_SET EXERCISE_:
Copy out every line of the records below, replacing "box coords" with "coordinates" and changing nothing else. Leave the pictures out of your answer.

_PROVIDED MATERIAL_:
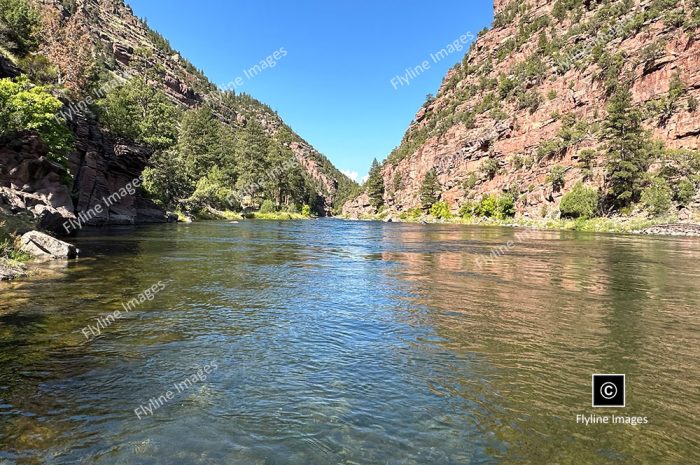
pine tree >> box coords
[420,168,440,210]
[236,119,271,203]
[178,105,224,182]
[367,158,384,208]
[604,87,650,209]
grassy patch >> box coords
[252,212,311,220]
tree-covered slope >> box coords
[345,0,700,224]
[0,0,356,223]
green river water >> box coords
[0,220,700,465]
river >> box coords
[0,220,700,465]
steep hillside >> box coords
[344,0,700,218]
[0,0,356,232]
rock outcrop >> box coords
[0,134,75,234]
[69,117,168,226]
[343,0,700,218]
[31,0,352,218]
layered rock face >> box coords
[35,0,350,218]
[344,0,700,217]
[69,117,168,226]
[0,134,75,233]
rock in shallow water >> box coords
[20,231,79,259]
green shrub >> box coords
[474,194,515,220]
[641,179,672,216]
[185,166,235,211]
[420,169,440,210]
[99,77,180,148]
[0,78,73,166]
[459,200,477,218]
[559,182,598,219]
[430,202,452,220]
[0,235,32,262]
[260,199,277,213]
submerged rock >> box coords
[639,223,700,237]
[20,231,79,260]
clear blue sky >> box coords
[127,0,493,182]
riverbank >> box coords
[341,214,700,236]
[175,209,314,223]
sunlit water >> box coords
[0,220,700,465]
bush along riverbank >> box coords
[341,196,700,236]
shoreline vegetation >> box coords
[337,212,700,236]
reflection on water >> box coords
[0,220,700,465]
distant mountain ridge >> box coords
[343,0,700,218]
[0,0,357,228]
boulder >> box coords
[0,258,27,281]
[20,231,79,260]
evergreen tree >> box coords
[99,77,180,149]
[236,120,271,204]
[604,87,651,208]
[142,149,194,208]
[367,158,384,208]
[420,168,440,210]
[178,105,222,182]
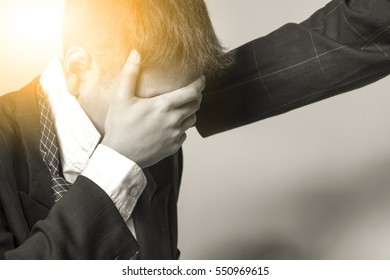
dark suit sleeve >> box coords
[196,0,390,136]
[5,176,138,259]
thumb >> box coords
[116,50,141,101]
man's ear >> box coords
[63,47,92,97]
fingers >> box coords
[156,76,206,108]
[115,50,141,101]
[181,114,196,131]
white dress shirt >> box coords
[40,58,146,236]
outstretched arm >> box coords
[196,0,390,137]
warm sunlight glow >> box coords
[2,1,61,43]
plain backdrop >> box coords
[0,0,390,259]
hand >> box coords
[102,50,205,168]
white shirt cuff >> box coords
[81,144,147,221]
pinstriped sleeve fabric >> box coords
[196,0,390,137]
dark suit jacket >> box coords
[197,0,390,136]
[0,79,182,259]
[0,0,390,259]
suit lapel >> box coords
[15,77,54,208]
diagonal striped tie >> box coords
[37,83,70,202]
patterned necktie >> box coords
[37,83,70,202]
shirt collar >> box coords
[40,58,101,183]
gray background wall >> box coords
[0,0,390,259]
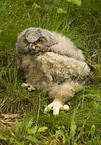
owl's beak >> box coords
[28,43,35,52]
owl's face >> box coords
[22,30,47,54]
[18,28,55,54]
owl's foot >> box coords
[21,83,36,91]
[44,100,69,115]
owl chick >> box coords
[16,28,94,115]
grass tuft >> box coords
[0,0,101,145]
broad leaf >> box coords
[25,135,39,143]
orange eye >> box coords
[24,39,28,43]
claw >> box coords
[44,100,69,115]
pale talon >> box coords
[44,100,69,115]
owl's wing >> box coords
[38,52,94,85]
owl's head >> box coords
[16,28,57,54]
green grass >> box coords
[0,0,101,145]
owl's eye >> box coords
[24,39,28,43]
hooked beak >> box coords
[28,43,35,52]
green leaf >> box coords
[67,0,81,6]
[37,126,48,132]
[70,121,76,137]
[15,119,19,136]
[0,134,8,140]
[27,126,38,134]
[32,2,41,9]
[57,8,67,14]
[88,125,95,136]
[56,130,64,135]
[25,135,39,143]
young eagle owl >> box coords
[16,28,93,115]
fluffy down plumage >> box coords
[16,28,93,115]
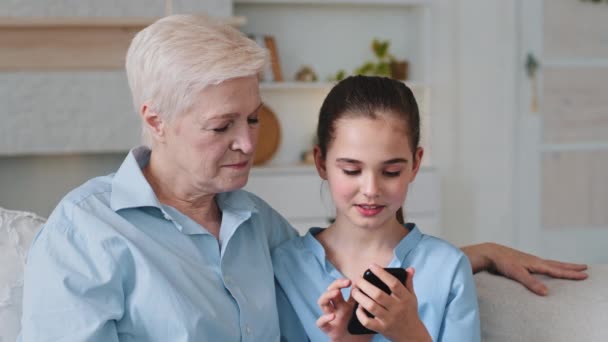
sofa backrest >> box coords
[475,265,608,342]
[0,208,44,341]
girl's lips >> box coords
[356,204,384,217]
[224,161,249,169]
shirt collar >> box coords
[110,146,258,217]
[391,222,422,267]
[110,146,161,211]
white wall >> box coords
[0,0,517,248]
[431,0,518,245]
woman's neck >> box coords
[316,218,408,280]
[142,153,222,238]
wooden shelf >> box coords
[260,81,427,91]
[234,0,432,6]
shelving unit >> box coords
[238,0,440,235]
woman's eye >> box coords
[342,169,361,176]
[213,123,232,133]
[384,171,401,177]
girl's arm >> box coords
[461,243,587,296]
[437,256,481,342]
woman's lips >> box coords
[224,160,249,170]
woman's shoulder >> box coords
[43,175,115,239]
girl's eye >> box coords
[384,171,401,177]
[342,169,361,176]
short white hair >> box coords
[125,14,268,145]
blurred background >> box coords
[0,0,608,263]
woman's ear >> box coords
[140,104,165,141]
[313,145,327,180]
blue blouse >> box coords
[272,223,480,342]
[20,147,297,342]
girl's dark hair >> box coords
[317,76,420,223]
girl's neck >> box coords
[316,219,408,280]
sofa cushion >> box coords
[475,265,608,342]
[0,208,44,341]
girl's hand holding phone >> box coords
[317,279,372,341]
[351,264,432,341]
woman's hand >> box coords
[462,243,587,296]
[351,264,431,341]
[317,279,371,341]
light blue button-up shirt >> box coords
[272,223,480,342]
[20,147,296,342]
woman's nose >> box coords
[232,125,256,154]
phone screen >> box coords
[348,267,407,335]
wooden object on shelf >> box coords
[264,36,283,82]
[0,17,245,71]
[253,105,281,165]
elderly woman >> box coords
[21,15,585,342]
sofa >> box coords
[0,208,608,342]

_REPLY_:
pine tree >> coordinates
[420,168,440,210]
[236,119,271,203]
[178,105,224,182]
[367,158,384,208]
[604,87,650,209]
grassy patch >> coordinates
[252,212,311,220]
tree-covered slope >> coordinates
[345,0,700,224]
[0,0,356,223]
green river water >> coordinates
[0,220,700,465]
river >> coordinates
[0,220,700,465]
steep hillside >> coordinates
[344,0,700,218]
[0,0,356,232]
rock outcrop >> coordinates
[0,134,75,234]
[69,117,168,226]
[343,0,700,218]
[31,0,352,218]
layered rock face >> coordinates
[35,0,350,218]
[344,0,700,217]
[69,117,168,226]
[0,134,75,233]
rock in shallow water >> coordinates
[20,231,79,259]
green shrub >> coordinates
[474,194,515,220]
[641,179,672,216]
[185,166,235,211]
[420,169,440,210]
[99,77,180,148]
[0,78,73,166]
[459,200,477,218]
[559,182,598,219]
[430,202,452,220]
[0,235,32,262]
[260,199,277,213]
submerged rock >> coordinates
[639,223,700,237]
[20,231,79,260]
clear blue sky >> coordinates
[127,0,493,182]
riverbank >> coordinates
[341,214,700,236]
[175,209,314,223]
sunlit water >> coordinates
[0,220,700,465]
bush along riverbank >> coordinates
[341,196,700,236]
shoreline vegetation >> coordinates
[337,212,700,236]
reflection on water >> coordinates
[0,220,700,465]
distant mountain ridge >> coordinates
[343,0,700,218]
[0,0,357,228]
boulder >> coordinates
[0,258,27,281]
[20,231,79,260]
evergreen tree >> coordinates
[99,77,180,149]
[236,120,271,204]
[604,87,651,208]
[142,149,194,208]
[367,158,384,208]
[420,168,440,210]
[178,105,222,182]
dark suit sleeve >> coordinates
[196,0,390,136]
[5,176,138,259]
thumb >> coordinates
[116,50,141,101]
man's ear >> coordinates
[63,47,92,97]
fingers >> coordinates
[156,76,206,108]
[115,50,141,101]
[181,114,196,131]
white dress shirt >> coordinates
[40,58,146,236]
outstretched arm >> coordinates
[196,0,390,137]
warm sunlight glow >> coordinates
[2,1,61,43]
plain backdrop >> coordinates
[0,0,390,259]
hand >> coordinates
[102,50,205,168]
white shirt cuff >> coordinates
[81,144,147,221]
pinstriped sleeve fabric >> coordinates
[196,0,390,137]
dark suit jacket >> coordinates
[197,0,390,136]
[0,79,182,259]
[0,0,390,259]
suit lapel >> coordinates
[15,77,54,208]
diagonal striped tie >> coordinates
[37,83,70,202]
patterned necktie >> coordinates
[37,83,70,202]
shirt collar >> coordinates
[40,58,101,183]
gray background wall >> coordinates
[0,0,390,259]
owl's beak >> coordinates
[28,43,35,52]
owl's face >> coordinates
[22,30,47,54]
[18,28,55,54]
owl's foot >> coordinates
[21,83,36,91]
[44,100,69,115]
owl chick >> coordinates
[16,28,94,115]
grass tuft >> coordinates
[0,0,101,145]
broad leaf >> coordinates
[25,135,39,143]
orange eye >> coordinates
[24,39,28,43]
claw >> coordinates
[44,100,69,115]
pale talon >> coordinates
[44,100,69,115]
owl's wing >> coordinates
[38,52,94,85]
owl's head >> coordinates
[16,28,57,54]
green grass >> coordinates
[0,0,101,145]
owl's eye >> coordinates
[24,39,28,43]
hooked beak >> coordinates
[28,43,35,52]
green leaf >> coordinates
[67,0,81,6]
[37,126,48,132]
[70,121,76,137]
[15,119,19,136]
[0,134,8,140]
[27,126,38,134]
[32,2,41,9]
[57,8,67,14]
[88,125,95,136]
[56,130,64,135]
[25,135,39,143]
young eagle owl >> coordinates
[16,28,93,115]
fluffy down plumage >> coordinates
[16,28,93,115]
sofa backrest >> coordinates
[475,265,608,342]
[0,208,44,341]
girl's lips >> coordinates
[356,204,384,217]
[224,161,249,169]
shirt collar >> coordinates
[110,146,258,217]
[391,222,422,267]
[110,146,161,211]
white wall >> coordinates
[0,0,517,248]
[431,0,518,245]
woman's neck >> coordinates
[316,218,408,280]
[142,153,222,238]
wooden shelf >> coordinates
[260,81,427,91]
[234,0,432,6]
shelving unit >> coordinates
[238,0,440,235]
woman's eye >> coordinates
[342,169,361,176]
[213,123,232,133]
[384,171,401,177]
girl's arm >> coordinates
[461,243,587,296]
[437,256,481,342]
woman's lips >> coordinates
[224,160,249,170]
woman's shoulder >> coordinates
[43,175,115,239]
girl's eye >> coordinates
[384,171,401,177]
[342,169,361,176]
short white hair >> coordinates
[125,14,268,145]
blurred background >> coordinates
[0,0,608,263]
woman's ear >> coordinates
[140,104,165,141]
[313,145,327,180]
blue blouse >> coordinates
[272,223,480,342]
[20,147,297,342]
girl's dark hair >> coordinates
[317,76,420,223]
girl's neck >> coordinates
[316,219,408,280]
sofa cushion >> coordinates
[475,265,608,342]
[0,208,44,341]
girl's hand holding phone >> coordinates
[317,279,372,341]
[351,264,432,341]
woman's hand >> coordinates
[462,243,587,296]
[351,264,431,341]
[317,279,371,341]
light blue button-up shirt >> coordinates
[272,223,480,342]
[20,147,296,342]
woman's nose >> coordinates
[232,125,256,154]
phone screen >> coordinates
[348,267,407,335]
wooden object on shelf >> coordinates
[264,36,283,82]
[0,17,245,71]
[253,105,281,165]
elderly woman >> coordinates
[21,15,585,342]
sofa >> coordinates
[0,208,608,342]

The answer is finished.